**Exercise brief**
Please write out all the entries exactly, without the pictures.

**Provided information**

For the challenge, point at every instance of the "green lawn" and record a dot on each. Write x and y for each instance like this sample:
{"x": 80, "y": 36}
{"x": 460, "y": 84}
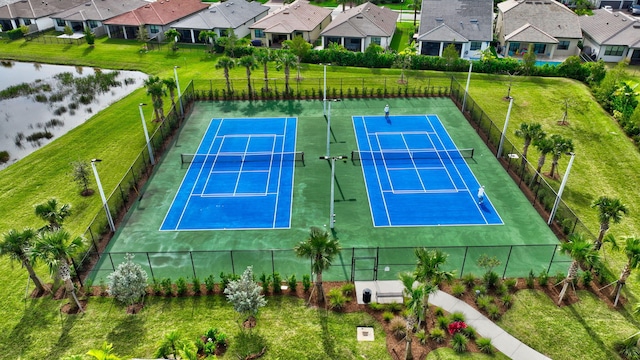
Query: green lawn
{"x": 606, "y": 164}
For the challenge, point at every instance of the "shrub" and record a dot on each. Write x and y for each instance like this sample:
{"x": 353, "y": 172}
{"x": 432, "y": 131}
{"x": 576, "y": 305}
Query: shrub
{"x": 195, "y": 284}
{"x": 336, "y": 299}
{"x": 167, "y": 287}
{"x": 469, "y": 280}
{"x": 459, "y": 343}
{"x": 387, "y": 316}
{"x": 181, "y": 286}
{"x": 306, "y": 282}
{"x": 398, "y": 328}
{"x": 458, "y": 290}
{"x": 457, "y": 316}
{"x": 293, "y": 283}
{"x": 507, "y": 300}
{"x": 484, "y": 345}
{"x": 348, "y": 289}
{"x": 437, "y": 335}
{"x": 209, "y": 283}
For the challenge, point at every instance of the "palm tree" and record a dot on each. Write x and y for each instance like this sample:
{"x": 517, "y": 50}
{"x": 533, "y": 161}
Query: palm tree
{"x": 561, "y": 145}
{"x": 263, "y": 56}
{"x": 428, "y": 267}
{"x": 544, "y": 146}
{"x": 54, "y": 216}
{"x": 226, "y": 63}
{"x": 609, "y": 210}
{"x": 155, "y": 89}
{"x": 321, "y": 248}
{"x": 632, "y": 251}
{"x": 529, "y": 132}
{"x": 16, "y": 245}
{"x": 581, "y": 251}
{"x": 249, "y": 63}
{"x": 170, "y": 84}
{"x": 285, "y": 60}
{"x": 56, "y": 248}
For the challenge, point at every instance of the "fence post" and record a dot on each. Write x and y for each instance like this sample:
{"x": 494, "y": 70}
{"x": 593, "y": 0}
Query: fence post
{"x": 504, "y": 274}
{"x": 193, "y": 267}
{"x": 153, "y": 277}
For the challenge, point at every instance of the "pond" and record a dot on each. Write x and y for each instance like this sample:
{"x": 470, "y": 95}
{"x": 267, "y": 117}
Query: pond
{"x": 39, "y": 103}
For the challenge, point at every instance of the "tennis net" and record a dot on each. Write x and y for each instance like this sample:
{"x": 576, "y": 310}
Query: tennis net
{"x": 412, "y": 154}
{"x": 239, "y": 157}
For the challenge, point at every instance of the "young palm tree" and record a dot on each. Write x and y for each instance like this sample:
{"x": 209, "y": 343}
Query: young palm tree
{"x": 249, "y": 63}
{"x": 581, "y": 252}
{"x": 545, "y": 147}
{"x": 561, "y": 146}
{"x": 170, "y": 84}
{"x": 16, "y": 245}
{"x": 155, "y": 89}
{"x": 54, "y": 216}
{"x": 529, "y": 132}
{"x": 632, "y": 251}
{"x": 263, "y": 56}
{"x": 428, "y": 267}
{"x": 226, "y": 63}
{"x": 284, "y": 61}
{"x": 321, "y": 248}
{"x": 55, "y": 249}
{"x": 609, "y": 210}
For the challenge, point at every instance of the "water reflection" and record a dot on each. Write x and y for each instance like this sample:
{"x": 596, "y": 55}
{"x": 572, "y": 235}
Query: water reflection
{"x": 39, "y": 103}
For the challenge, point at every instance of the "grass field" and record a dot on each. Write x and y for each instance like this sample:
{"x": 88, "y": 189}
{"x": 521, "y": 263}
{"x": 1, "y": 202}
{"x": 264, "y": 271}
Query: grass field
{"x": 606, "y": 163}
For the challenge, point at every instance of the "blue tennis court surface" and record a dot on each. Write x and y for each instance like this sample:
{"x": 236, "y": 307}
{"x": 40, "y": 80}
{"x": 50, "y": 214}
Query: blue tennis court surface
{"x": 241, "y": 177}
{"x": 415, "y": 175}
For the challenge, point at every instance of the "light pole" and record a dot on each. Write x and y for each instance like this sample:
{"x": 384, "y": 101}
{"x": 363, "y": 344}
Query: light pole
{"x": 329, "y": 127}
{"x": 175, "y": 74}
{"x": 504, "y": 130}
{"x": 146, "y": 134}
{"x": 332, "y": 215}
{"x": 564, "y": 182}
{"x": 104, "y": 199}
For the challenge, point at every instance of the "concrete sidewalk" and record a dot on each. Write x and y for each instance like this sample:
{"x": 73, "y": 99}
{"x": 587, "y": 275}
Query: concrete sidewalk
{"x": 501, "y": 340}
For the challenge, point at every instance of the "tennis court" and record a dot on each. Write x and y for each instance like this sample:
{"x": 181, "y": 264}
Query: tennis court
{"x": 241, "y": 177}
{"x": 416, "y": 176}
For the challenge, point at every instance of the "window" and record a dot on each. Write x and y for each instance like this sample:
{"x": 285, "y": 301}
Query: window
{"x": 563, "y": 45}
{"x": 614, "y": 51}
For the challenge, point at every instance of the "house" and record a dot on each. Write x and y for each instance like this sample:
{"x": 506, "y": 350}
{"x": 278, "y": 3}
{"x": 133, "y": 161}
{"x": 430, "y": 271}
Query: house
{"x": 93, "y": 13}
{"x": 36, "y": 14}
{"x": 156, "y": 17}
{"x": 360, "y": 26}
{"x": 552, "y": 28}
{"x": 237, "y": 15}
{"x": 296, "y": 19}
{"x": 467, "y": 24}
{"x": 611, "y": 36}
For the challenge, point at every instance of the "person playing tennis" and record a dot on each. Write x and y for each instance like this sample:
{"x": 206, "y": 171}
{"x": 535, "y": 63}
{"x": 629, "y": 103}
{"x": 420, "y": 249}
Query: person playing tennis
{"x": 481, "y": 195}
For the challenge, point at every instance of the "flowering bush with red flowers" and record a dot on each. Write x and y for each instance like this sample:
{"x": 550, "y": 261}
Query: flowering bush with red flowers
{"x": 456, "y": 326}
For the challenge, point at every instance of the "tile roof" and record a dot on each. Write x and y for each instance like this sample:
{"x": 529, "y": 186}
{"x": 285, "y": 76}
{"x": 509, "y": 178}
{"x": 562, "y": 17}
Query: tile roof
{"x": 362, "y": 21}
{"x": 549, "y": 16}
{"x": 299, "y": 15}
{"x": 99, "y": 9}
{"x": 608, "y": 28}
{"x": 35, "y": 9}
{"x": 229, "y": 14}
{"x": 161, "y": 12}
{"x": 473, "y": 19}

**Exercise output**
For the challenge, point at every instance of the "green lawn" and record a dot on each. Write x and y for each instance like this sample:
{"x": 80, "y": 36}
{"x": 460, "y": 84}
Query: green lawn
{"x": 606, "y": 164}
For the challenge, point at every instance of the "shrub" and record a dot on each. Write x and y for each instance like this sample:
{"x": 353, "y": 172}
{"x": 432, "y": 131}
{"x": 576, "y": 305}
Query: shrub
{"x": 195, "y": 284}
{"x": 336, "y": 299}
{"x": 167, "y": 287}
{"x": 469, "y": 280}
{"x": 459, "y": 343}
{"x": 387, "y": 316}
{"x": 181, "y": 286}
{"x": 306, "y": 282}
{"x": 398, "y": 328}
{"x": 458, "y": 290}
{"x": 457, "y": 316}
{"x": 293, "y": 283}
{"x": 507, "y": 300}
{"x": 484, "y": 345}
{"x": 348, "y": 289}
{"x": 437, "y": 335}
{"x": 209, "y": 283}
For the challenge, point at every instance of the "palm tree" and record a dot on each. Write x and y for each instance like this sample:
{"x": 517, "y": 50}
{"x": 533, "y": 161}
Query: palm tree
{"x": 561, "y": 145}
{"x": 263, "y": 56}
{"x": 428, "y": 267}
{"x": 544, "y": 146}
{"x": 54, "y": 216}
{"x": 226, "y": 63}
{"x": 609, "y": 210}
{"x": 155, "y": 89}
{"x": 321, "y": 248}
{"x": 632, "y": 251}
{"x": 529, "y": 132}
{"x": 16, "y": 245}
{"x": 581, "y": 251}
{"x": 249, "y": 63}
{"x": 170, "y": 84}
{"x": 285, "y": 60}
{"x": 56, "y": 248}
For the challenge, point at every instance of the "fence post" and record a dot on each. Write x and y for each instance like this sample:
{"x": 494, "y": 70}
{"x": 593, "y": 0}
Query: fence post
{"x": 504, "y": 274}
{"x": 193, "y": 267}
{"x": 153, "y": 277}
For the challenge, point at every instance of the "pond" and record a dot on each. Write x and y for each instance like this sample:
{"x": 470, "y": 95}
{"x": 267, "y": 117}
Query: pond
{"x": 39, "y": 103}
For the challenge, point at every instance of the "tennis net" and record a dot on each. Write x and y for each instance like this sample:
{"x": 576, "y": 310}
Query: tennis net
{"x": 412, "y": 154}
{"x": 239, "y": 157}
For the challenge, point at every instance of the "young palm tree" and record a dot on each. Write x and y for each instance like this sample:
{"x": 209, "y": 343}
Query: young palm tree
{"x": 249, "y": 63}
{"x": 581, "y": 252}
{"x": 545, "y": 147}
{"x": 561, "y": 146}
{"x": 170, "y": 84}
{"x": 16, "y": 245}
{"x": 155, "y": 89}
{"x": 54, "y": 216}
{"x": 529, "y": 132}
{"x": 632, "y": 251}
{"x": 263, "y": 56}
{"x": 428, "y": 267}
{"x": 226, "y": 63}
{"x": 284, "y": 61}
{"x": 321, "y": 248}
{"x": 55, "y": 249}
{"x": 609, "y": 210}
For the challenge, point at every instance of the "water reflection" and record a dot on each. Write x and y for each instance like this sample:
{"x": 596, "y": 55}
{"x": 572, "y": 235}
Query: water reflection
{"x": 39, "y": 103}
For the challenge, point at every instance of the "grass field" and record a dot on each. Write x and y for each instance like this sample:
{"x": 88, "y": 189}
{"x": 521, "y": 263}
{"x": 1, "y": 202}
{"x": 264, "y": 271}
Query: grass field
{"x": 606, "y": 163}
For the challenge, point at every instance of the "blue tennis court surface" and record a dot on each. Write x and y for each instance like this sample:
{"x": 236, "y": 307}
{"x": 40, "y": 80}
{"x": 50, "y": 214}
Query: blue tennis court surface
{"x": 241, "y": 177}
{"x": 415, "y": 175}
For the challenge, point at every instance of the "light pole" and record a dot on each. Write x and y for each instance like this sample:
{"x": 384, "y": 101}
{"x": 363, "y": 344}
Query: light pole
{"x": 329, "y": 127}
{"x": 175, "y": 74}
{"x": 504, "y": 130}
{"x": 146, "y": 134}
{"x": 332, "y": 215}
{"x": 564, "y": 182}
{"x": 104, "y": 199}
For the challenge, point at every instance of the "concrete sidewalk" and record a dot on each. Write x and y for each instance like this sample:
{"x": 73, "y": 99}
{"x": 587, "y": 275}
Query: concrete sidewalk
{"x": 501, "y": 340}
For the challenge, point at every instance of the "tennis court" and record a dot on each. Write x and y for each instance like this sample:
{"x": 181, "y": 264}
Query: tennis court
{"x": 241, "y": 177}
{"x": 416, "y": 176}
For the challenge, point at every instance of the "window" and record a dot on each. Write x and y for each instance like this sample:
{"x": 285, "y": 301}
Query: window
{"x": 563, "y": 45}
{"x": 614, "y": 51}
For the challenge, point at every instance of the "house" and record a dot on each. Write x and y for each instance like this sample:
{"x": 506, "y": 350}
{"x": 278, "y": 3}
{"x": 133, "y": 161}
{"x": 430, "y": 271}
Query: house
{"x": 93, "y": 13}
{"x": 36, "y": 14}
{"x": 156, "y": 17}
{"x": 360, "y": 26}
{"x": 552, "y": 28}
{"x": 237, "y": 15}
{"x": 296, "y": 19}
{"x": 467, "y": 24}
{"x": 611, "y": 36}
For the challenge, point at every instance of the "person playing tennis" and record a dot on each. Write x and y for each instance like this sample:
{"x": 206, "y": 171}
{"x": 535, "y": 63}
{"x": 629, "y": 103}
{"x": 420, "y": 249}
Query: person playing tennis
{"x": 481, "y": 195}
For the challenge, point at every instance of the "flowering bush with red flowers" and record a dot on each. Write x and y for each instance like this sample:
{"x": 550, "y": 261}
Query: flowering bush with red flowers
{"x": 456, "y": 326}
For the challenge, point at every instance of the "tile roof" and record a dot on each. Write x and y for each instance like this sample:
{"x": 529, "y": 186}
{"x": 285, "y": 76}
{"x": 509, "y": 178}
{"x": 562, "y": 17}
Query: tile roof
{"x": 362, "y": 21}
{"x": 549, "y": 16}
{"x": 299, "y": 15}
{"x": 99, "y": 9}
{"x": 608, "y": 28}
{"x": 35, "y": 9}
{"x": 229, "y": 14}
{"x": 161, "y": 12}
{"x": 473, "y": 19}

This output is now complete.